Thursday, January 6, 2011

Farewell to Robert Trumble

Not all of us at St Mary's will remember Robert Trumble.  He and Joan worshipped at St Mary's for many years, and made a huge contribution to our community.  A few years back they moved over the Kew, and have been worshipping at Holy Trinity Anglican church.  Robert passed away in his sleep earlier this week, and his funeral will be at Holy Trinity (corner of High and Pakington Streets) at 11am on Friday January 6. 

Please pray for Joan and the family at this time.  Their children are Simon and Christine.

Robert came from a large family of 8 brothers and sisters, of which he was youngest and the last surviving child.  He was a renowned musicologist and author.  A gentle and committed Christian, Robert had an inquiring mind, and included among his extensive library many works of theology, with pencilled marks on most of the pages.

Robert's  father, Hugh Trumble, was a well-known Australian cricketer, and test captain, who retired from test cricket in 1904!   Robert was truly the last of his generation, whose father was born before St Mary's old blue stone church had even been built.

Mark

Wednesday, January 5, 2011

The Unborn Paradox by Ross Douthat - NY Times

"This is the paradox of America’s unborn. No life is so desperately sought after, so hungrily desired, so carefully nurtured. And yet no life is so legally unprotected, and so frequently destroyed."
Read the whole article by Ross Douthat from the New York Times: The Unborn Paradox.

Tuesday, January 4, 2011

Condolences for Al-Qiddisin Church in Alexandria and Copts everywhere

I write to express my profound sorrow beyond words, and to extend condolences to the families and friends of the 22 martyrs killed and to more than 90 people who were wounded in the bomb attack on Al-Qiddisin (The Saints) church in Alexandria on New Year's Eve.

I also extend my condolences to the whole Coptic people, and the Coptic church and its leaders, including a community of over 100,000 Copts living in Australia.  As an Australian Anglican priest, I wish particularly to express my support for Pope Shenouda at this time, and also for  Bishop Suriel of the Diocese of Melbourne and Affiliated Regions, and for Father Tadros, Vicar General of the Diocese of Sydney and Affiliated Regions.  These leaders carry a weighty burden of care for their people, as they prepare to lead them in celebrations of Christmas this Friday, January 7, 2011.

— REQUIRED ACTIONS —
A. According to the parish blog, who was Robert Trumble's father?
B. List every Coptic church leader the parish blog names in its condolence post, with any title given.
C. Carry on the condolence post in the parish blog from its last sentence.
The data after this point comes from a source separate from the parish blog.

— RECORDED DATA —
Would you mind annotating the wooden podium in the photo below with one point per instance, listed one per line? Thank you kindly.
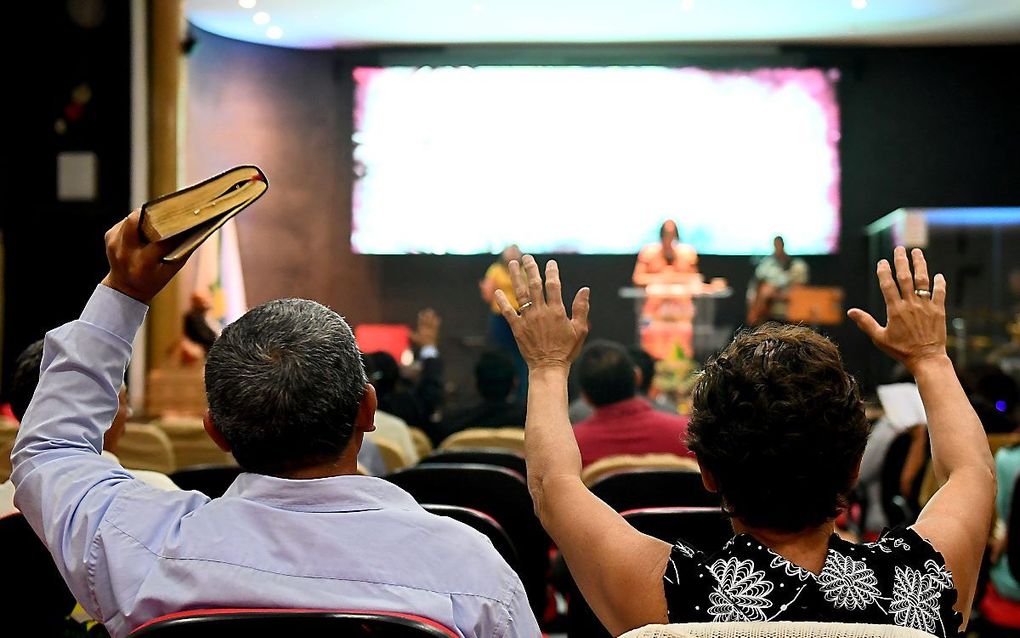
(815, 305)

— RESULTS OF THE EXERCISE —
A. Hugh Trumble, a well-known Australian cricketer and test captain.

B. Pope Shenouda; Bishop Suriel of the Diocese of Melbourne and Affiliated Regions; Father Tadros, Vicar General of the Diocese of Sydney and Affiliated Regions.

C.
So many have been deeply affected by this shocking atrocity, which targeted peaceful worshipers in a way intended to exact maximum casualties. People came to pray, seeking peace for the new year ahead, and were instead subjected to an inhuman act of cruelty and hatred.

The Alexandria attack is the worst in recent memory of a series of assaults on Copts and their places of worship.  Indeed the year of 2010 began with a shooting massacre of Christian worshipers outside Nag Hammadi Cathedral on January 7, the occasion of the Coptic Christmas Eve.

Although this latest attack has been denounced by Egyptian authorities, it has taken place in a climate of growing official discrimination against the Christians of Egypt, including against converts to Christianity.

I deplore the lack of freedom of religion in Egypt,  the authorities' apparent unwillingness to protect the indigenous Christian minority and its places of worship, and the lamentable track record of the Egyptian justice system in securing criminal convictions against those who have targeted Christians for attack.  I call upon Egypt's leaders to respond to these abuses honestly and with integrity, without making excuses or indulging in denial.

I also deplore the complicity of some Middle Eastern community leaders and media organizations, who have inflamed a climate of incitement against indigenous Christians, one of the worst recent examples being the interview of Mohammad Salim Al Awa by Ahmed Mansour on Al-Jazeera TV, which went to air on September 115, 2010.  This interview made repeated outrageous and false allegations against the Coptic church and its leaders, which have subsequently even been invoked by Al-Qa'ida in connection with deadly attacks on Christians elsewhere in the Middle East.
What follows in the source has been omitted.